┌─ EXTRACTED MATERIAL
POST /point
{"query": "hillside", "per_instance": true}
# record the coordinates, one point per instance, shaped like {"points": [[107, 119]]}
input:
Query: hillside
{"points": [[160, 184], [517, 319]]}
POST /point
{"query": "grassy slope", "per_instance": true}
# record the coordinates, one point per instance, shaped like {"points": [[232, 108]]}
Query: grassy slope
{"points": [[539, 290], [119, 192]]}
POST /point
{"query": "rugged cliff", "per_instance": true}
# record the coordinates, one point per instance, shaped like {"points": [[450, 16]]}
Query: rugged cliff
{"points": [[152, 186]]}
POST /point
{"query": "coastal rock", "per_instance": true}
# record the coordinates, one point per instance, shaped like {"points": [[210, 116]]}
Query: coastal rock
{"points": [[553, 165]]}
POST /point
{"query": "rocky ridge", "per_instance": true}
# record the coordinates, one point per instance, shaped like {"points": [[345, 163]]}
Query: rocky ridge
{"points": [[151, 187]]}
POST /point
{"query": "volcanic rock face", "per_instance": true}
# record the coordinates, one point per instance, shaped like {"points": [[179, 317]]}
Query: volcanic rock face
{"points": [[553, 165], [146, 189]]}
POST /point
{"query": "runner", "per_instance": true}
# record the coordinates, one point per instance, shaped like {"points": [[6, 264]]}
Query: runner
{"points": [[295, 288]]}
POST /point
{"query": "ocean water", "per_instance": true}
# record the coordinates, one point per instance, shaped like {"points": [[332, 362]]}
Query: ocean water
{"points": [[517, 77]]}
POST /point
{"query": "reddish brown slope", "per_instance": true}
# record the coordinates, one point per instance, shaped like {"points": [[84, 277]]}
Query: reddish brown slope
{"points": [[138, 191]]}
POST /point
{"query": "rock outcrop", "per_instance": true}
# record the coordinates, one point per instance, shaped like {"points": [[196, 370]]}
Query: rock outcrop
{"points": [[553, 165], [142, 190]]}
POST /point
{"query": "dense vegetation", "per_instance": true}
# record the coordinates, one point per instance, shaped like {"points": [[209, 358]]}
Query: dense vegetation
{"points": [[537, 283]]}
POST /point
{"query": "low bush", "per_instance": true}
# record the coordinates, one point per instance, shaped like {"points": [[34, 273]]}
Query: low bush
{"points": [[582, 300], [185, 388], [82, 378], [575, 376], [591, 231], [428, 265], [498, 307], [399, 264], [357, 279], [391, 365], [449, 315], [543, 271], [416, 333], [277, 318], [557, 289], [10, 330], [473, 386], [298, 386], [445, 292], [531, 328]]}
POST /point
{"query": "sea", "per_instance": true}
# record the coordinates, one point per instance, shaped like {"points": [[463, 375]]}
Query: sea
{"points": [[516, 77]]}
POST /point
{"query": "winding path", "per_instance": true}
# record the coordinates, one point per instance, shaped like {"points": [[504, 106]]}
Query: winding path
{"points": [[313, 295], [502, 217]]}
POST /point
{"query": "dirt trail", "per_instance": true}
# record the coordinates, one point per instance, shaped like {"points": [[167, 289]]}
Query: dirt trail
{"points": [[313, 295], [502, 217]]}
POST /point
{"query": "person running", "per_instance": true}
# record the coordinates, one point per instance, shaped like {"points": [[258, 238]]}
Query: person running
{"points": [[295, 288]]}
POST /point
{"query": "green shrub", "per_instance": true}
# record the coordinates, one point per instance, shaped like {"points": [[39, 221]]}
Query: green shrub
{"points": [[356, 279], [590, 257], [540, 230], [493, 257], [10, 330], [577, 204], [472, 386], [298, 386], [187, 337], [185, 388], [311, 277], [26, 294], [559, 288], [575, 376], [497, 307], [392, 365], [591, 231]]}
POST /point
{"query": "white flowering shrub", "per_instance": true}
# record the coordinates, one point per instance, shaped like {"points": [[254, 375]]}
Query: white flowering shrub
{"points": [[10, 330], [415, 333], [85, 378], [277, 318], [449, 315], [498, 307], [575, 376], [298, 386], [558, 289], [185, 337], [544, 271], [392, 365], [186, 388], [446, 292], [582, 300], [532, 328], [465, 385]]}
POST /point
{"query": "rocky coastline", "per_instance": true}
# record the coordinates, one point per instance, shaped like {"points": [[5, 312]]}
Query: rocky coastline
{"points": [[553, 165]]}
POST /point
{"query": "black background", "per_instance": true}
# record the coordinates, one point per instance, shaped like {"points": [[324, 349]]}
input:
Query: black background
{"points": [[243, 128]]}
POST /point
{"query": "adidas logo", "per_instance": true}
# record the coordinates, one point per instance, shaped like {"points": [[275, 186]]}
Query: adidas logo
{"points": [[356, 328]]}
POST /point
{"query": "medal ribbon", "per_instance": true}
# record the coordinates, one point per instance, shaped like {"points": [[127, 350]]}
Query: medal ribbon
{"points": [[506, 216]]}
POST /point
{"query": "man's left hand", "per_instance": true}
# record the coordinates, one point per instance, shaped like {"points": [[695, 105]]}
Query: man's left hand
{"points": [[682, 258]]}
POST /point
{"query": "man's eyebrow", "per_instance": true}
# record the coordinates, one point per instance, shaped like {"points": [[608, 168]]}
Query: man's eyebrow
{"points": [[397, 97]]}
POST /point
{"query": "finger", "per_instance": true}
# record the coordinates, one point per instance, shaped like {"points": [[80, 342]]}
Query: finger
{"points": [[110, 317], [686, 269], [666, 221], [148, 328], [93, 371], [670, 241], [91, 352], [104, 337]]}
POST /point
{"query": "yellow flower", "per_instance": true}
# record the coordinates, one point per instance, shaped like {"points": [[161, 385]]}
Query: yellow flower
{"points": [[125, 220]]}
└─
▶ EXERCISE
Copy all the records above exactly, missing none.

▶ OUTPUT OF THE EXERCISE
POST /point
{"query": "hillside", "per_instance": true}
# record the coordinates, one point per instance, shaped like {"points": [[107, 119]]}
input:
Query: hillside
{"points": [[160, 184], [517, 319]]}
POST /point
{"query": "grassy slope", "per_instance": true}
# record the coordinates, one point per instance, shaped like {"points": [[232, 108]]}
Query: grassy slope
{"points": [[539, 290], [119, 192]]}
POST /point
{"query": "rugged cliff", "per_instance": true}
# record the coordinates, one point per instance, shaped like {"points": [[450, 16]]}
Query: rugged cliff
{"points": [[152, 186]]}
POST /point
{"query": "coastal rock", "per_instance": true}
# record the coordinates, one point per instance, shaped like {"points": [[210, 116]]}
Query: coastal rock
{"points": [[553, 165]]}
POST /point
{"query": "rocky ridge", "per_instance": true}
# record the coordinates, one point per instance, shaped like {"points": [[345, 163]]}
Query: rocky ridge
{"points": [[151, 187]]}
POST /point
{"query": "volcanic rock face", "per_instance": true}
# record the coordinates, one point per instance, shaped like {"points": [[179, 317]]}
Query: volcanic rock face
{"points": [[553, 165], [146, 189]]}
POST /point
{"query": "runner", "per_instance": true}
# record the coordinates, one point per instance, shaped like {"points": [[6, 264]]}
Query: runner
{"points": [[295, 288]]}
POST /point
{"query": "ocean water", "per_instance": true}
# record the coordinates, one point per instance, shaped like {"points": [[332, 362]]}
Query: ocean water
{"points": [[517, 77]]}
POST /point
{"query": "reddish brown slope", "per_instance": true}
# record the coordinates, one point per instance, shaped like {"points": [[84, 277]]}
Query: reddish brown slope
{"points": [[138, 191]]}
POST /point
{"query": "rock outcrop", "per_instance": true}
# record the coordinates, one point per instance, shaped like {"points": [[196, 370]]}
Query: rock outcrop
{"points": [[553, 165], [142, 190]]}
POST /point
{"query": "dense vegetation", "per_instance": true}
# record the coordinates, one point per instance, shaped like {"points": [[209, 358]]}
Query: dense vegetation
{"points": [[537, 283]]}
POST /point
{"query": "low bush", "per_instance": true}
# record the coordinates, one point per instance, shaped like {"points": [[34, 273]]}
Query: low bush
{"points": [[582, 300], [185, 388], [82, 378], [575, 376], [591, 231], [428, 265], [498, 307], [399, 264], [357, 279], [391, 365], [449, 315], [543, 271], [416, 333], [277, 318], [557, 289], [10, 330], [473, 386], [298, 386], [445, 292], [531, 328]]}
POST /point
{"query": "sea", "per_instance": true}
# record the coordinates, one point per instance, shaped like {"points": [[463, 375]]}
Query: sea
{"points": [[516, 77]]}
POST /point
{"query": "winding path", "per_instance": true}
# record the coordinates, one point per instance, shaped like {"points": [[504, 106]]}
Query: winding path
{"points": [[313, 295], [502, 217]]}
POST /point
{"query": "dirt trail", "per_instance": true}
# record the coordinates, one point per instance, shaped like {"points": [[167, 289]]}
Query: dirt trail
{"points": [[313, 295], [502, 217]]}
POST /point
{"query": "person running", "per_instance": true}
# record the coordinates, one point per instance, shaped like {"points": [[258, 238]]}
Query: person running
{"points": [[295, 288]]}
POST /point
{"query": "green shrub", "per_instance": true}
# record the coordinates, one point per instance, shaped like {"points": [[39, 221]]}
Query: green shrub
{"points": [[356, 279], [590, 257], [540, 230], [493, 257], [10, 330], [577, 204], [472, 386], [298, 386], [187, 337], [185, 388], [311, 277], [26, 294], [559, 288], [575, 376], [497, 307], [392, 365], [591, 231]]}
POST /point
{"query": "white flowering shrub", "per_instance": true}
# record the coordinates, one point per instance, shaped like {"points": [[254, 375]]}
Query: white flowering shrub
{"points": [[10, 330], [415, 333], [85, 378], [277, 318], [449, 315], [498, 307], [575, 376], [298, 386], [558, 289], [185, 337], [544, 271], [392, 365], [186, 388], [446, 292], [582, 300], [532, 328], [465, 385]]}
POST /point
{"query": "rocky coastline", "per_instance": true}
# record the coordinates, one point per instance, shaped like {"points": [[5, 312]]}
Query: rocky coastline
{"points": [[553, 165]]}
POST /point
{"query": "black background", "per_instance": true}
# record the coordinates, one point per instance, shaped like {"points": [[324, 349]]}
input:
Query: black background
{"points": [[243, 128]]}
POST /point
{"query": "adidas logo", "per_instance": true}
# record the coordinates, one point per instance, shaped like {"points": [[275, 186]]}
Query: adidas logo
{"points": [[356, 328]]}
POST /point
{"query": "medal ribbon", "per_instance": true}
# record the coordinates, one point per instance, shaped like {"points": [[127, 350]]}
Query: medal ribbon
{"points": [[506, 216]]}
POST /point
{"query": "man's left hand", "per_instance": true}
# record the coordinates, one point per instance, shaped like {"points": [[695, 105]]}
Query: man's left hand
{"points": [[682, 258]]}
POST /point
{"query": "man's eyebrow", "per_instance": true}
# record the coordinates, one point per instance, shaped like {"points": [[608, 168]]}
Query: man's eyebrow
{"points": [[397, 97]]}
POST /point
{"query": "finger", "per_instance": true}
# record the coordinates, one point per instance, shaped like {"points": [[80, 342]]}
Query: finger
{"points": [[110, 317], [686, 269], [666, 221], [148, 328], [93, 371], [670, 241], [91, 352], [104, 337]]}
POST /point
{"query": "yellow flower", "per_instance": true}
# record the coordinates, one point per instance, shaped like {"points": [[161, 385]]}
Query: yellow flower
{"points": [[125, 220]]}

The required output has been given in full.